__Records__:
──────
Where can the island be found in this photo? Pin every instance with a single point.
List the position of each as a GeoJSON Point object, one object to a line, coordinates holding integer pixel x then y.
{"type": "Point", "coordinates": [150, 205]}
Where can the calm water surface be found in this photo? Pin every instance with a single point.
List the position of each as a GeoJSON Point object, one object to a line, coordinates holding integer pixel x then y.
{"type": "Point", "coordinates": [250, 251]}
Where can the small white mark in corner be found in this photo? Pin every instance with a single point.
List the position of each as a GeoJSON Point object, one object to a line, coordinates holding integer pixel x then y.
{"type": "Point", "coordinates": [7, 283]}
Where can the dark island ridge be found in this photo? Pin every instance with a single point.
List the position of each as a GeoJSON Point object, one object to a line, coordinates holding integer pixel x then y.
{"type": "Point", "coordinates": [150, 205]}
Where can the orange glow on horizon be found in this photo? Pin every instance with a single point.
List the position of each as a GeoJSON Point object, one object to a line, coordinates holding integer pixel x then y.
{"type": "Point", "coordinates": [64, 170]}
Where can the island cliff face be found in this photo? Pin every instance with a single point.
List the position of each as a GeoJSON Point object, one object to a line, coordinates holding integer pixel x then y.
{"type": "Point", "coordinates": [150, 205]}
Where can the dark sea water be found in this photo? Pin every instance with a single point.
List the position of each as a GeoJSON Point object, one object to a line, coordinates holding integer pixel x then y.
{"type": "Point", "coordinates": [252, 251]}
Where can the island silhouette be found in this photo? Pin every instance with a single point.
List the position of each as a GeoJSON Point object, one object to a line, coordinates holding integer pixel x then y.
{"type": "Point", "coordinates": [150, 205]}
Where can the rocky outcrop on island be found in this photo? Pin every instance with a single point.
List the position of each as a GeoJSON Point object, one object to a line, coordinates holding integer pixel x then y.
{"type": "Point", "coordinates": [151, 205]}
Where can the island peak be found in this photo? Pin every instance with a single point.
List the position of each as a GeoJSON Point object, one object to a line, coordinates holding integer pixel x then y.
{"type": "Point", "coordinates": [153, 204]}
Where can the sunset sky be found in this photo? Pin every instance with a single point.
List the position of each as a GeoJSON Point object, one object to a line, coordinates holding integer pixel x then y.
──────
__Problem details__:
Which lines of the material contain the string "water"? List each of them.

__Answer for this exercise__:
Where can the calm water surface be found in this photo? Pin every instance with a single point.
Where can the dark sea water be found in this photo? Pin every instance with a single point.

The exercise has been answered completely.